* _What the exercise asks_
Give back, unchanged, each line from the one containing "Task: place one pin on each instance of the wooden plank" through the last line of the entries below.

○ ○ ○ ○

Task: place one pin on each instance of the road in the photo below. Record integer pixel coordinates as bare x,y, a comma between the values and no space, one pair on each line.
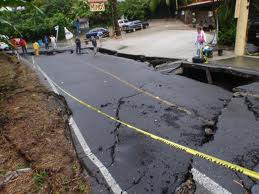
140,164
161,39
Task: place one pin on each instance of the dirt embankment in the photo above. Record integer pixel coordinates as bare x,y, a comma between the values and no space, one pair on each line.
36,154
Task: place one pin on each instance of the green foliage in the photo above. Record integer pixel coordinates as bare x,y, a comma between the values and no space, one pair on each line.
34,24
155,3
227,23
134,9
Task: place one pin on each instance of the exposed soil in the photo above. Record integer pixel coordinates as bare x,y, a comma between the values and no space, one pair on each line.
36,154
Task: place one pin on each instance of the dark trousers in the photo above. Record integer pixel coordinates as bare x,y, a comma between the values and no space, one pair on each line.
78,49
24,49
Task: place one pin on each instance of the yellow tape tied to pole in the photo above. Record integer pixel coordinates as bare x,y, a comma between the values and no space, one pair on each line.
193,152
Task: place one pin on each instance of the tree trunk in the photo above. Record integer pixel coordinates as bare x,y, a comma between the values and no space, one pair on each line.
115,18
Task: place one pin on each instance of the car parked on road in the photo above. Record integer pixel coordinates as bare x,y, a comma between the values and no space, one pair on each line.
4,46
96,31
121,22
134,25
253,32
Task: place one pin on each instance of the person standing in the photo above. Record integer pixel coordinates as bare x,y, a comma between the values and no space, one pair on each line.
200,41
53,41
36,47
99,36
94,43
23,44
46,41
78,45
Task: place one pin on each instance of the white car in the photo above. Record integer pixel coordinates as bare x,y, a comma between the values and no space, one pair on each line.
4,46
122,22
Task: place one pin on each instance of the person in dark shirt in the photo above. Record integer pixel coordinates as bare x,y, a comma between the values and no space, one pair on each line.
94,43
78,45
23,44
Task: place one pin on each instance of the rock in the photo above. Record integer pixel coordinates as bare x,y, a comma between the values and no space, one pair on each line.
187,187
209,131
255,189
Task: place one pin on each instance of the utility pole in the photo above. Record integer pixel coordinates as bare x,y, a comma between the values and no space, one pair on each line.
242,12
115,18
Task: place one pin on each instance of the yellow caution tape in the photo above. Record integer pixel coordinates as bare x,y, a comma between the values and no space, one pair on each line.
193,152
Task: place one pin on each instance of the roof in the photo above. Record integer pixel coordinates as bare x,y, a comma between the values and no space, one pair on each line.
198,4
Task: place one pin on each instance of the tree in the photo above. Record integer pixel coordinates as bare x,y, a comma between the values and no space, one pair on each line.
155,3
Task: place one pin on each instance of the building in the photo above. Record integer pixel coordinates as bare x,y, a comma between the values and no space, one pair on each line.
199,12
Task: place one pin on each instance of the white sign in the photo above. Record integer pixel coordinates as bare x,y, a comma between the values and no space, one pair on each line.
97,7
68,34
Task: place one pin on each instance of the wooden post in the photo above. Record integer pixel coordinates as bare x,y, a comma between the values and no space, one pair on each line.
242,11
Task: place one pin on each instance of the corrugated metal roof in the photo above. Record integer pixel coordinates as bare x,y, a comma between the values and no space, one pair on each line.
199,4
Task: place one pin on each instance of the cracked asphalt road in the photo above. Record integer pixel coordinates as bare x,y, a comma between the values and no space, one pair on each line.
137,163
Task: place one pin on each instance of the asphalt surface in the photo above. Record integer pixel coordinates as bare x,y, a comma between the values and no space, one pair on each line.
140,164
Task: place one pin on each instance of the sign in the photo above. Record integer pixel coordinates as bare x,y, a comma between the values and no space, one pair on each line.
68,34
97,6
97,1
237,10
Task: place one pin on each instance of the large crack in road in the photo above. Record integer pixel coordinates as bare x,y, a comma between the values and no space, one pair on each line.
117,126
142,165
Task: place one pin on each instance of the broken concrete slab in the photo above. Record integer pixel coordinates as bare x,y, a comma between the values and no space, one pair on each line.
252,88
234,141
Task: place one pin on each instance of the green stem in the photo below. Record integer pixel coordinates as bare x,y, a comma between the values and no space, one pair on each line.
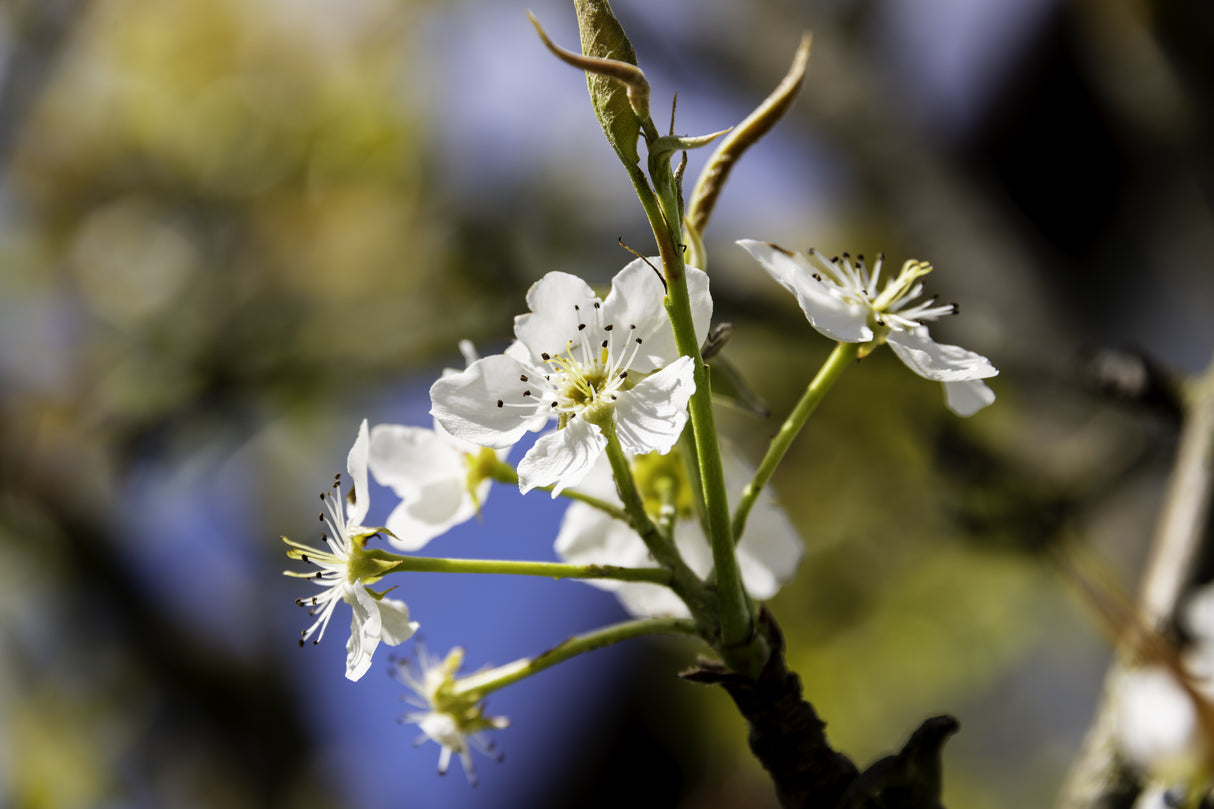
841,358
733,604
739,645
487,682
548,570
684,581
661,546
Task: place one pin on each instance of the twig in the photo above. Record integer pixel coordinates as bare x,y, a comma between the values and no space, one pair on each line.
1096,774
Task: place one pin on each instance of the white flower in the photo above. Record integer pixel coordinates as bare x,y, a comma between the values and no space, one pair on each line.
1159,727
769,553
843,301
455,722
345,570
590,363
440,479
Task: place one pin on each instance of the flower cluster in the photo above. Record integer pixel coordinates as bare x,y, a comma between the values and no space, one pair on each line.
844,301
454,720
595,366
346,569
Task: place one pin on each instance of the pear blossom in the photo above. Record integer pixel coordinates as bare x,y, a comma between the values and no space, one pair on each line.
769,553
441,480
594,365
345,569
844,301
1159,728
454,720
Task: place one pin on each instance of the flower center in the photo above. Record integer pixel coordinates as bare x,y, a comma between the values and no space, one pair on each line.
894,309
591,371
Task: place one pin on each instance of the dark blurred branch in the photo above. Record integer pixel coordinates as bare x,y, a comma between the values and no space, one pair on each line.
789,739
39,30
1096,775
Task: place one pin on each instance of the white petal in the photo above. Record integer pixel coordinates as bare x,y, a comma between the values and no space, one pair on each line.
437,508
651,417
561,459
466,403
828,314
968,397
591,537
637,299
407,459
644,600
932,360
364,628
356,464
554,321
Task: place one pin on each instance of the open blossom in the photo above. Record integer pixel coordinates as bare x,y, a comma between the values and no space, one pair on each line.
441,480
593,365
345,569
769,553
455,722
844,303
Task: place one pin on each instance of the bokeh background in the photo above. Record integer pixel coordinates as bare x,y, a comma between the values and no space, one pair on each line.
232,230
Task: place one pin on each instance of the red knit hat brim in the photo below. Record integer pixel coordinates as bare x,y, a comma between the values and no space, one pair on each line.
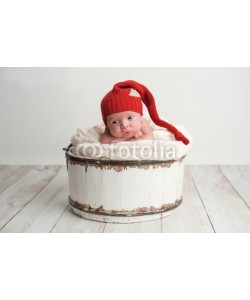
118,101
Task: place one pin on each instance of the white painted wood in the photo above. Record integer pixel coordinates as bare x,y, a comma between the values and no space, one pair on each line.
128,189
10,174
239,177
70,222
226,209
121,219
191,216
36,202
149,227
45,209
15,197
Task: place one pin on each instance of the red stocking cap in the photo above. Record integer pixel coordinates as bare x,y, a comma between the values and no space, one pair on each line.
119,100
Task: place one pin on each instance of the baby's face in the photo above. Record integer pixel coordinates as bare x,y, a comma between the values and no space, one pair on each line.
124,123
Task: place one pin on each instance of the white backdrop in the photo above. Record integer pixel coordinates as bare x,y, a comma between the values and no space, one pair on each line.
41,108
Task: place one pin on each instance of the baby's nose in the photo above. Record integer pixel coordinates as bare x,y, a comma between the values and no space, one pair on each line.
124,124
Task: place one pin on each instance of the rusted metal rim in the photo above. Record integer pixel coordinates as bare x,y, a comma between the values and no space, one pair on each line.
100,162
132,213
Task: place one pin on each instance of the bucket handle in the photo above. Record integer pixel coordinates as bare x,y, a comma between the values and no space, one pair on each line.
67,149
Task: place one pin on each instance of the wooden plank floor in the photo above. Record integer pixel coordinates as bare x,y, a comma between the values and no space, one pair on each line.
35,199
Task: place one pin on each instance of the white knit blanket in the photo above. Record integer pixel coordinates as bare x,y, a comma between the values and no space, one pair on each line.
164,146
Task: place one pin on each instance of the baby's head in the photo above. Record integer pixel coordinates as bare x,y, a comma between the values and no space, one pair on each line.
124,123
122,110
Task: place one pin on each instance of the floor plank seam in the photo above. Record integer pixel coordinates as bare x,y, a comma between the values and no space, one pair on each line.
67,207
30,199
202,202
233,187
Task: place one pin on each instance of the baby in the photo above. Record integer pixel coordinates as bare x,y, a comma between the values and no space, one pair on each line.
122,114
126,126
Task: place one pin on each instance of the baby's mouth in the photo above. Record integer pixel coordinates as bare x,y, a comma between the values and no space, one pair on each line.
125,132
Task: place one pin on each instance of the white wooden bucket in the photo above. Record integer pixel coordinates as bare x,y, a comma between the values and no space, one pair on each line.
124,191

○ ○ ○ ○

* _Completed task_
Task: place one pin on each instance of the wooden plank floor in the photo above. Record integer pixel coordinates as bare x,y, a comma between the values and no space, one pair on each line.
35,199
Task: place one pin on each instance of the white knit blanket in the photo above. Record integer pixel coordinates as bare x,y, a comma between the values and no space, one pair on each line.
164,146
Task: place one pin on each instance of the baby's head in the photo above. Record integer pixel coordinates as bare x,y, a comma between the values and no space, one pair on each line.
124,123
122,110
Task: place one pin on each instance of the floor plank seam in the photo above. Record integer pixel coordinates as bare x,y, a comma between the values and no space, one pair on each line.
67,207
30,199
202,202
233,187
Task: place one pin on each instance of the baby in the photo above. Record integer pixel coordinates as bare x,y, a comma between the values and no space, one pair on each line.
122,114
126,126
Task: place one pin on each instance of the baby's mouth in the photo above. Record integer pixel coordinates as bare x,y, a comma between the values and no space, one pair on each line.
125,132
Task: place one pin on each instance of the white wooden bucket in the photo above. Record integer pixel coordinates as bare x,y, a comma between the values and no space, one pair on each line.
124,191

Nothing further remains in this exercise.